• Directions for this task: Return the records exactly as they stand, and keep the pictures out of the copy.

Stored data entries
[Start of section]
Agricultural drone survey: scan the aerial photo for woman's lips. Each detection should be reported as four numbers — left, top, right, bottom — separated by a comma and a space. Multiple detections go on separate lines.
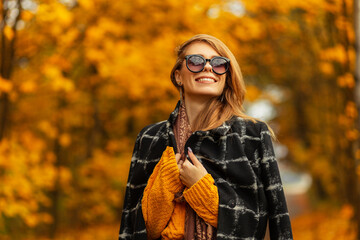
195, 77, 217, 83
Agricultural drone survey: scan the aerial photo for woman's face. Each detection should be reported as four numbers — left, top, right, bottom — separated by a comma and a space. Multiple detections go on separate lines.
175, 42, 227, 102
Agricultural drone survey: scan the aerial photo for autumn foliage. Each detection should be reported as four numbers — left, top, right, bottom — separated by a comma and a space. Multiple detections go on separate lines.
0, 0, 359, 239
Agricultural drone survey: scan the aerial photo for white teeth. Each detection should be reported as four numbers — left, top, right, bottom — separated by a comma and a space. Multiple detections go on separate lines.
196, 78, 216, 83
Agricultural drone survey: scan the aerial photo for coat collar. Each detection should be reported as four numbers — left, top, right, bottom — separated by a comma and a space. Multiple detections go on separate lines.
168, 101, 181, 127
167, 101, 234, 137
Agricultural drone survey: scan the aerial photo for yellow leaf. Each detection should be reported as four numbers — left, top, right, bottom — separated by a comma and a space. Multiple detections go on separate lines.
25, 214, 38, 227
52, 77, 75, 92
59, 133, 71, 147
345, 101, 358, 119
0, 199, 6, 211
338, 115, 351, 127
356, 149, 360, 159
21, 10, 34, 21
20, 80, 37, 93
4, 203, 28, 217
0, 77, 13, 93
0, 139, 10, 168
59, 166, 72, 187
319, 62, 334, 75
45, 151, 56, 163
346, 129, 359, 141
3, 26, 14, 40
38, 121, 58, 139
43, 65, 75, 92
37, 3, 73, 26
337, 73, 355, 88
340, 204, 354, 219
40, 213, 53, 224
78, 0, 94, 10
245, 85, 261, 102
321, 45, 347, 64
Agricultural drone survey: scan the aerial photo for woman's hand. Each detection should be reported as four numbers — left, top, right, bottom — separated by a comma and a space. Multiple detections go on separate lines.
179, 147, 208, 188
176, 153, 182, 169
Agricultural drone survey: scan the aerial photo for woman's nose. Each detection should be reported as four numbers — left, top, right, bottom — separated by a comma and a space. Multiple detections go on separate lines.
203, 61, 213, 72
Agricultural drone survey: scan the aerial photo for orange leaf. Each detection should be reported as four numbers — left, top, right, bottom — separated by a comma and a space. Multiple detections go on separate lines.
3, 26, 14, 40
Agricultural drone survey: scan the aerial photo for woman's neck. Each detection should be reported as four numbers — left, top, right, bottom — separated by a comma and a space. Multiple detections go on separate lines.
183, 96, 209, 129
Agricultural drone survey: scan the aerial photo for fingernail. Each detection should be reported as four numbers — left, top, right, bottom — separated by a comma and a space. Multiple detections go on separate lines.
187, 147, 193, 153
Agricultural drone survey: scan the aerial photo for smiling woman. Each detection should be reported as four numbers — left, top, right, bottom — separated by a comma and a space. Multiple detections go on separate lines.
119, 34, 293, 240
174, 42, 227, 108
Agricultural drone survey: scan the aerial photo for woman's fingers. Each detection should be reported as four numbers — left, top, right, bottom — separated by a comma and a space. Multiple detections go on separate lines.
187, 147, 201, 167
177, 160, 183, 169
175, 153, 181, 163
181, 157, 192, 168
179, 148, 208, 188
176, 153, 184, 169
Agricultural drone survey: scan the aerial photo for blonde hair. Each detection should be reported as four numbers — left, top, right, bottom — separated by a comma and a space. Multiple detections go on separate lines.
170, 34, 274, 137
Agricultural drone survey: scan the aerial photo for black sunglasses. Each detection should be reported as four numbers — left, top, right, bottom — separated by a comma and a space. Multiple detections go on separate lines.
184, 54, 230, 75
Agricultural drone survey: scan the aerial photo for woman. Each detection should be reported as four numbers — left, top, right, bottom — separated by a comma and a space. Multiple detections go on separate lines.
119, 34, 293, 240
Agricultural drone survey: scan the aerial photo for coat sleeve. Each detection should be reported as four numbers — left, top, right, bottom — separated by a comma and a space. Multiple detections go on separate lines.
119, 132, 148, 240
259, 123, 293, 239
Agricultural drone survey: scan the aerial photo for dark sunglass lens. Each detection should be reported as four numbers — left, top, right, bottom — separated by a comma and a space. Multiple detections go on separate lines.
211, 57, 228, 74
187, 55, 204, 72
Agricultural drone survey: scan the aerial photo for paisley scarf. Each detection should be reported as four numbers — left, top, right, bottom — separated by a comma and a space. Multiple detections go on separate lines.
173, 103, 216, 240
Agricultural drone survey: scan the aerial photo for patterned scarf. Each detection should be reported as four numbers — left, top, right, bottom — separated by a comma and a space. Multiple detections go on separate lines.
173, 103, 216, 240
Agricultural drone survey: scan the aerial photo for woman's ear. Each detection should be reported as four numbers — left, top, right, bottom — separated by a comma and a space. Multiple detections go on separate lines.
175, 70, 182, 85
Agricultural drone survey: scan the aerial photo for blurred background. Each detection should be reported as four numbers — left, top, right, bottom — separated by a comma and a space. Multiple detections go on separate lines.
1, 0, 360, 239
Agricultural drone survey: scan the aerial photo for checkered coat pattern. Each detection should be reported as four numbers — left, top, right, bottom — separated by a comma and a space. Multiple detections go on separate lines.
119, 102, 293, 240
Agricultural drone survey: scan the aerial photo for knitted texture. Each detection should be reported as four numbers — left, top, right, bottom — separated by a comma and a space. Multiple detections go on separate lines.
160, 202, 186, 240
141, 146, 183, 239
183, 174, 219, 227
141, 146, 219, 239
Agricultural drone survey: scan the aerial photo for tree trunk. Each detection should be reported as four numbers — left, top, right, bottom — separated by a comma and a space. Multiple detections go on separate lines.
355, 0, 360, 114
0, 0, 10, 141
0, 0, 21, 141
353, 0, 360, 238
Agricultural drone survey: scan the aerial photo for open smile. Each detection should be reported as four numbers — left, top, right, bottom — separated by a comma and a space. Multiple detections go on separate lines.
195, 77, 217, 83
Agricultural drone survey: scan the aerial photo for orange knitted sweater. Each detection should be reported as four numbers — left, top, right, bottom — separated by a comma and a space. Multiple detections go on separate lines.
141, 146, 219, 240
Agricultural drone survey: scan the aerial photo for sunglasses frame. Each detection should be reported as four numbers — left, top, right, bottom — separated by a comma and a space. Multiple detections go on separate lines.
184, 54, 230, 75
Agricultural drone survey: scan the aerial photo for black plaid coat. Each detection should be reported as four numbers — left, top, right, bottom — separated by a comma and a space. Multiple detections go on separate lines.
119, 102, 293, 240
[End of section]
• Result for this exercise:
Agricultural drone survey: scan the aerial photo for woman's lips. Each detection should be reported as four numbers — left, top, right, bottom — separated by a comma and a space. Multiple detections go on separate lines.
195, 77, 217, 83
Agricultural drone survey: scan the aerial photo for woman's face. Each detection should be reported as four numbers — left, top, right, bottom — separated by a comma and a space. Multiple detections go on separate lines.
175, 42, 227, 102
Agricultural drone survey: scan the aerial photo for autumn foliage. Each detection should be reported as four numbers — left, top, right, bottom — separated by a comma and a space. Multiple detections go on separate lines.
0, 0, 359, 239
Agricultural drone survey: scan the aerial photo for white teeth. Each detection should be reported as four numbers — left, top, right, bottom — separated by a comma and a space. Multiple detections go on separate lines.
196, 78, 216, 83
Agricultural drone survey: scan the aerial photo for coat collar. Each detection should be reported as four numbers — left, top, right, bottom — separated by a comma and a space. Multiple detections go on separate lines.
168, 101, 181, 127
167, 101, 234, 137
Agricultural drone survey: scan the aerial photo for yellow leaf. Each detection should be reported as four numbers — left, top, right, bottom — separated by a comma and a space. Multiple detections go on separate lines.
25, 214, 38, 227
52, 77, 75, 92
59, 133, 71, 147
345, 101, 358, 119
0, 199, 6, 211
338, 115, 351, 127
356, 149, 360, 159
21, 10, 34, 21
20, 80, 37, 93
4, 203, 28, 217
0, 77, 13, 93
0, 139, 10, 168
59, 166, 72, 187
319, 62, 334, 75
45, 151, 56, 163
346, 129, 359, 141
3, 26, 14, 40
38, 121, 58, 139
43, 65, 75, 92
37, 3, 73, 26
337, 73, 355, 88
340, 204, 354, 219
40, 213, 53, 224
78, 0, 94, 10
245, 85, 261, 102
321, 45, 347, 64
Agricultural drone survey: scan the aerial photo for woman's hand. Each detection should be reported as four numbers — left, top, right, bottom — separated by a comma and a space. Multiple detections go on separate lines.
179, 147, 208, 188
176, 153, 182, 169
Agricultural drone survey: scan the aerial photo for woman's nose. Each detection should be reported as four numbers — left, top, right, bottom — separated by a comma and a space. Multiple detections go on separate lines.
203, 61, 213, 72
Agricultural drone survey: scan the aerial photo for orange leaf. Each detection should be reported as four numbers — left, top, right, bottom — separated by a comma and a space. Multiple detections go on separate lines.
3, 26, 14, 40
Agricultural drone survey: scan the aerial photo for woman's neck. Each detection should be reported as four numbers — left, top, right, bottom — separated by a comma and a space. Multiple detections go on separate lines.
183, 96, 209, 129
Agricultural drone survey: scan the aerial photo for fingernail. Each detection should be reported as four numbers — left, top, right, bottom — separated by a comma and a space. Multiple detections go on separate lines.
187, 147, 193, 153
Agricultural drone survey: scan the aerial photo for smiling woman. Each detection should be reported as four numbers — left, top, right, bottom — separated by a comma and a space. Multiple detections go on separate lines.
119, 34, 293, 240
174, 42, 227, 108
Agricultural drone survey: scan the aerial photo for woman's fingers. Each detection should be reported as four numbers — left, top, right, bottom — separated by a comma and a space. Multiple detections go on separate lines.
187, 147, 201, 167
177, 160, 183, 169
175, 153, 181, 163
181, 157, 192, 168
179, 148, 208, 188
176, 153, 184, 169
Agricultural drone survey: scan the aerial photo for blonde hair. Each detection should be reported as four numbers — left, top, right, bottom — separated by a comma and a space. Multiple detections go on separate lines.
170, 34, 274, 137
Agricultural drone survey: scan the aerial photo for black sunglasses. Each detection should be reported as four numbers — left, top, right, bottom — separated by a comma and a space. Multiple detections go on separate lines.
184, 54, 230, 75
Agricultural drone survey: scan the aerial photo for woman. Each detection should be reported as four numbers — left, top, right, bottom — separated by a comma and a space. Multiple detections go on separate lines.
119, 34, 293, 240
Agricultural drone survey: scan the aerial photo for coat sleeve. Each detection should be reported as four numbers — left, top, right, bottom — separated by a comma and a space. Multiple detections go on separate lines.
119, 132, 148, 240
259, 123, 293, 239
Agricultural drone survey: scan the aerial photo for dark sunglass lens. Each detection should be reported as four numbers — left, top, right, bottom — separated by a comma and a space. Multiple detections go on separate lines.
211, 57, 228, 74
187, 55, 204, 72
Agricultural drone survey: scan the aerial photo for paisley scarf. Each detection should be reported as four numbers — left, top, right, bottom — separated by a comma and a space. Multiple detections go on separate lines.
173, 103, 216, 240
Agricultural drone survey: scan the aerial photo for patterned scarf. Each detection should be reported as four numbers — left, top, right, bottom — separated by a comma and a space. Multiple detections go on separate lines.
173, 103, 216, 240
Agricultural drone survey: scan the aerial photo for woman's ear. Each detection should be reported as four numbers — left, top, right, bottom — separated by a comma and a space. Multiple detections go on separate lines.
175, 70, 182, 85
Agricultural drone survey: scan the aerial photo for blurred background. Each detection should be reported as four numbers — left, top, right, bottom — separated by a comma and a space. Multiple detections go on separate lines.
1, 0, 360, 239
Agricultural drone survey: scan the aerial photo for checkered coat pattern. Each detection should be reported as four numbers — left, top, right, bottom — separated by a comma and a space. Multiple detections go on separate lines.
119, 102, 293, 240
Agricultural drone survey: scan the aerial photo for knitted texture. Each detection should be reported as four numbers — left, top, right, bottom — separated by a comma and a space. Multiple detections go on separate lines.
160, 202, 186, 240
141, 146, 183, 239
183, 174, 219, 227
141, 146, 219, 239
Agricultural drone survey: scan the aerial photo for tree trunk. Each detection should be reported as four numbers — left, top, right, bottom — separated by a comma and a space. Multiple detections go on separate lines.
355, 0, 360, 114
0, 0, 10, 141
0, 0, 21, 141
353, 0, 360, 238
Agricultural drone survey: scan the aerial photo for open smile. Each detection should be reported as four numbers — left, top, right, bottom — separated by a comma and a space. Multiple detections go on separate lines.
195, 77, 217, 83
Agricultural drone survey: scan the aerial photo for orange knitted sweater. Each detection should be reported as four numbers — left, top, right, bottom — separated by a comma and a space. Multiple detections go on separate lines.
141, 146, 219, 240
Agricultural drone survey: scan the aerial photo for sunglasses frame. Each detection should be reported as four numbers — left, top, right, bottom — separated by a comma and a space. Multiple detections go on separate lines.
184, 54, 230, 75
Agricultural drone survey: scan the aerial photo for black plaid coat. Each detection should be reported as four numbers — left, top, right, bottom — separated by a comma and a space. Multiple detections go on separate lines.
119, 102, 293, 240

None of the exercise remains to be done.